Work item
Go through the data below and gather each line containing "blurred".

Records provided
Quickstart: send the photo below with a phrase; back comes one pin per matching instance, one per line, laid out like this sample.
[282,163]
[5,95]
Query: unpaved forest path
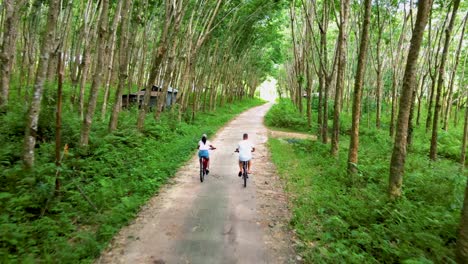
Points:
[217,221]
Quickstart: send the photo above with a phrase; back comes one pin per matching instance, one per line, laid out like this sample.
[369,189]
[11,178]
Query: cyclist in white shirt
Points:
[245,149]
[203,146]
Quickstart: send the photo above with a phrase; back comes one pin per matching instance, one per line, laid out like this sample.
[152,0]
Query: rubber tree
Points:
[440,82]
[340,78]
[98,74]
[399,148]
[7,48]
[35,106]
[358,83]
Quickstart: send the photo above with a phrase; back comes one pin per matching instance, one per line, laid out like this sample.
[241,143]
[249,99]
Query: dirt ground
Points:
[217,221]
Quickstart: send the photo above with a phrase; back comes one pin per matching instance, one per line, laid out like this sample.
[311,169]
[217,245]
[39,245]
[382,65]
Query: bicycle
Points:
[203,164]
[245,176]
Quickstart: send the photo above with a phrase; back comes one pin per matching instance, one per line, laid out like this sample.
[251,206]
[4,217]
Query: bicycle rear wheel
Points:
[245,174]
[202,171]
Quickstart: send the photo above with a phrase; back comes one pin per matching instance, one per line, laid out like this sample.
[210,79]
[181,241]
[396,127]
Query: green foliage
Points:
[285,115]
[343,220]
[350,220]
[102,186]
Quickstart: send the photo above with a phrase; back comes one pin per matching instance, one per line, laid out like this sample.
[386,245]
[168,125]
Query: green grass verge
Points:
[118,173]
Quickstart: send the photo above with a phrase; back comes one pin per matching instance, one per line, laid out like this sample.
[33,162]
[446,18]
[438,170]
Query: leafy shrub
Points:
[102,186]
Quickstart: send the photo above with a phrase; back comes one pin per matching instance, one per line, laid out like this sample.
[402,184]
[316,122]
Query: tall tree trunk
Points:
[409,138]
[98,74]
[123,64]
[58,122]
[35,107]
[157,60]
[420,96]
[7,50]
[399,148]
[452,77]
[461,250]
[340,78]
[465,136]
[395,71]
[440,82]
[110,49]
[358,82]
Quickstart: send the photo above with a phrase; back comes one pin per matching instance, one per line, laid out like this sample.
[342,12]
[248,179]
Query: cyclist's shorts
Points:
[203,154]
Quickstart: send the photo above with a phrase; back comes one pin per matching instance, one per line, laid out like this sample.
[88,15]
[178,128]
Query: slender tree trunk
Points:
[110,49]
[7,50]
[461,250]
[440,82]
[409,138]
[157,60]
[35,107]
[420,98]
[358,82]
[58,122]
[452,77]
[123,64]
[399,148]
[465,136]
[98,74]
[340,79]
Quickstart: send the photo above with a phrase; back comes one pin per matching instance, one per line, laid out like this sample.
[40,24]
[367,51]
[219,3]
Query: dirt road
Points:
[217,221]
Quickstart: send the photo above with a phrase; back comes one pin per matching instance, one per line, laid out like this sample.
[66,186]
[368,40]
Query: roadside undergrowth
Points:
[102,186]
[342,219]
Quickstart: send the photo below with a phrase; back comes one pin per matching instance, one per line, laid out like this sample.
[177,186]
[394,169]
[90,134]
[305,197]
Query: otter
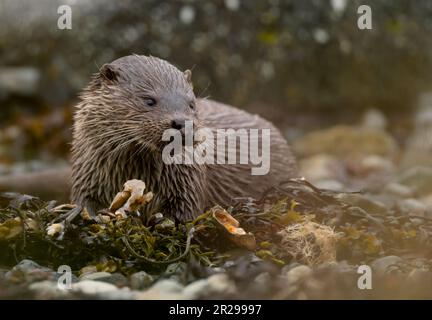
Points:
[117,136]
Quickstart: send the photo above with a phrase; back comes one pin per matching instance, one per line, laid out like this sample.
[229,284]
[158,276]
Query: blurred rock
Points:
[374,119]
[165,289]
[412,207]
[29,271]
[320,167]
[418,151]
[213,285]
[116,279]
[20,80]
[398,190]
[330,185]
[366,202]
[418,178]
[91,287]
[48,290]
[298,274]
[386,264]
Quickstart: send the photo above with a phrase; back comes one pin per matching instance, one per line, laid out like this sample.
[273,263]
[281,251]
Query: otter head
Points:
[136,98]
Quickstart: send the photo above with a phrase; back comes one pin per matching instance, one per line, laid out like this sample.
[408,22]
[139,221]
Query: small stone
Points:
[29,271]
[419,179]
[363,201]
[398,190]
[262,278]
[114,278]
[330,185]
[412,207]
[87,270]
[48,290]
[165,289]
[288,267]
[298,274]
[213,285]
[141,280]
[319,167]
[93,287]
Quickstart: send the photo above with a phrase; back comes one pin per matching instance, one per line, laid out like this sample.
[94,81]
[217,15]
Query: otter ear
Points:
[109,73]
[188,76]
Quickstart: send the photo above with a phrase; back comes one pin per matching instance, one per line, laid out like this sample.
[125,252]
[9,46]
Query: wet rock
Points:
[298,274]
[386,264]
[91,287]
[165,289]
[141,280]
[398,190]
[319,167]
[288,267]
[48,290]
[374,119]
[30,271]
[213,285]
[366,202]
[419,275]
[19,80]
[120,294]
[346,141]
[412,207]
[418,150]
[87,270]
[374,164]
[330,185]
[419,179]
[116,279]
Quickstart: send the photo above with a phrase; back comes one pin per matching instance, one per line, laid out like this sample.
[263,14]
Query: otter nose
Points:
[178,124]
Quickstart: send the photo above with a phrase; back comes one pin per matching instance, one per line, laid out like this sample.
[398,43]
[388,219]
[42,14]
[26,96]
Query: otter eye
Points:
[150,102]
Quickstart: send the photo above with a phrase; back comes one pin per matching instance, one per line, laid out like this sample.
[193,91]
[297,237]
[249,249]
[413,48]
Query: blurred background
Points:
[303,64]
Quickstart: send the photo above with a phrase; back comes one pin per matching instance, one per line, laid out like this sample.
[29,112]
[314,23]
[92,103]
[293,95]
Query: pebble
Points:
[165,289]
[213,285]
[298,274]
[141,280]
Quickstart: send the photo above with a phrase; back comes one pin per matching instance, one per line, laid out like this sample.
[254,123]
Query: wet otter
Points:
[117,133]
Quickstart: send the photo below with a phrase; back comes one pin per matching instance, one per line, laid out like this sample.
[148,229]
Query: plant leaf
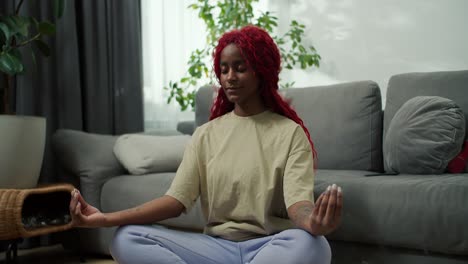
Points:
[21,25]
[10,64]
[43,47]
[6,31]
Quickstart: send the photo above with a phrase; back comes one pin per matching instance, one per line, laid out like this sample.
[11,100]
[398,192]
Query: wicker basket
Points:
[15,204]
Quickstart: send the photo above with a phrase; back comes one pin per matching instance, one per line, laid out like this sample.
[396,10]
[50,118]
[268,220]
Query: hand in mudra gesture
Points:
[326,215]
[82,213]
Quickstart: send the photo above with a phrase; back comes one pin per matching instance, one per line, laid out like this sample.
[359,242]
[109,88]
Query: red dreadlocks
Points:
[261,53]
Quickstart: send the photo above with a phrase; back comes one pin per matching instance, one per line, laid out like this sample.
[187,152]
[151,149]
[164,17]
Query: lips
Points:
[231,90]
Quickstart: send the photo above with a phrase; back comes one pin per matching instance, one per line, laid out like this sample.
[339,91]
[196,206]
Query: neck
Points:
[248,110]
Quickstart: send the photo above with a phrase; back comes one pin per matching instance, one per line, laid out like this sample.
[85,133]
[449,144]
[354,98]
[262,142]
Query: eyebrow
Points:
[236,62]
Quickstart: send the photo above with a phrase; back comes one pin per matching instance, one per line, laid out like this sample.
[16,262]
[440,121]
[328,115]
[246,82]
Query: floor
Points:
[55,255]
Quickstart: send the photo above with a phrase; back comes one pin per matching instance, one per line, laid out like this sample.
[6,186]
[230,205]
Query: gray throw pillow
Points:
[424,135]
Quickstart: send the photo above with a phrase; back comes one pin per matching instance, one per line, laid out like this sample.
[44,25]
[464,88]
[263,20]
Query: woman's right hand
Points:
[83,214]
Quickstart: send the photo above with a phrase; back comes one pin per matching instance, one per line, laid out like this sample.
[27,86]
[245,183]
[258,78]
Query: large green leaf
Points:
[5,31]
[10,64]
[17,24]
[46,28]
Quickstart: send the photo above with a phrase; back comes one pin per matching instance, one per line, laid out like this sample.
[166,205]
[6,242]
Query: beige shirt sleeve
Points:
[186,184]
[298,179]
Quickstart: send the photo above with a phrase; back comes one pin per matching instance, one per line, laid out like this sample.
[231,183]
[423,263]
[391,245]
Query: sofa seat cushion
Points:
[426,212]
[127,191]
[143,154]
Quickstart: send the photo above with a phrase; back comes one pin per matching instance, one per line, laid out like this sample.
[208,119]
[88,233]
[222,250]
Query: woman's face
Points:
[238,80]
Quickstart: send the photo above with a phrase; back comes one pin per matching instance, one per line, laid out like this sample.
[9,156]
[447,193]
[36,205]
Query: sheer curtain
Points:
[170,31]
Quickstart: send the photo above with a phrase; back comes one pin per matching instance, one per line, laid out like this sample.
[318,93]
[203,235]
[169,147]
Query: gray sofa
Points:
[388,217]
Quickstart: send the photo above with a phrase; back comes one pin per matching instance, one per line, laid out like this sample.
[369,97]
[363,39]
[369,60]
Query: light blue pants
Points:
[158,245]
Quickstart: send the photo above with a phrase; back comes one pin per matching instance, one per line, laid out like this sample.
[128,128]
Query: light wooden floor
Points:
[55,255]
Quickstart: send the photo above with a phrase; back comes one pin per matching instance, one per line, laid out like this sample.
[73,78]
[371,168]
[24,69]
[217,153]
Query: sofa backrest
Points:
[345,123]
[402,87]
[344,120]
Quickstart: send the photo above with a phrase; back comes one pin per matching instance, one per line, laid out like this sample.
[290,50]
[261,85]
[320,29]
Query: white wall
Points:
[375,39]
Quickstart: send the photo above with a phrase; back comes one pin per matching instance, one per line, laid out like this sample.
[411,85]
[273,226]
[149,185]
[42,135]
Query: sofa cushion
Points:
[448,84]
[128,191]
[426,212]
[425,134]
[88,156]
[142,154]
[345,123]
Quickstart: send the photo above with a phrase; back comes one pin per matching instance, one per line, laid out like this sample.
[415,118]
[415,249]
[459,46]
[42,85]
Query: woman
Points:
[252,166]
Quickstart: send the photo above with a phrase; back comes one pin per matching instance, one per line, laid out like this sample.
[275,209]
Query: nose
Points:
[231,75]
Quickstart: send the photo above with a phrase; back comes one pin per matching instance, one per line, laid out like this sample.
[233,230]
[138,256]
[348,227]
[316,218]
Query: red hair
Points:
[261,53]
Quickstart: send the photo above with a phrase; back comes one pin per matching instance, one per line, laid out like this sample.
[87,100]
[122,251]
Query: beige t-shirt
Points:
[246,171]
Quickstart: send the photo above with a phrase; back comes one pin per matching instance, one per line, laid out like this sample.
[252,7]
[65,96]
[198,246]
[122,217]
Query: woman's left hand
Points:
[326,215]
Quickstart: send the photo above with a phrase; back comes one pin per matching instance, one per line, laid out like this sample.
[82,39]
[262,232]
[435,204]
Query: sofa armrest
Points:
[186,127]
[89,157]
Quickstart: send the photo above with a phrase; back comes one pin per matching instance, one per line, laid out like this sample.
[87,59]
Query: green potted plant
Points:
[23,137]
[222,16]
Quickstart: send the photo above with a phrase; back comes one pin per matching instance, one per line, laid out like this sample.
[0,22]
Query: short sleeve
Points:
[298,179]
[186,184]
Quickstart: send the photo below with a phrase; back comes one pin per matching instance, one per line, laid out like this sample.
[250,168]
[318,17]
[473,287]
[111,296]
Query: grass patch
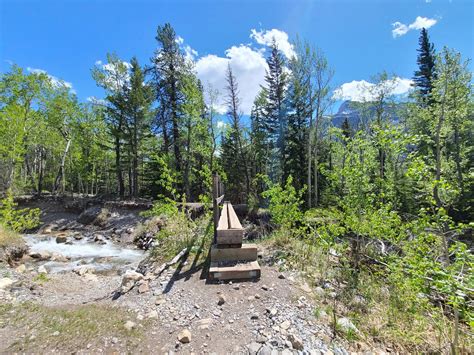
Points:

Final answer
Query: blurred rock
Query: blurred background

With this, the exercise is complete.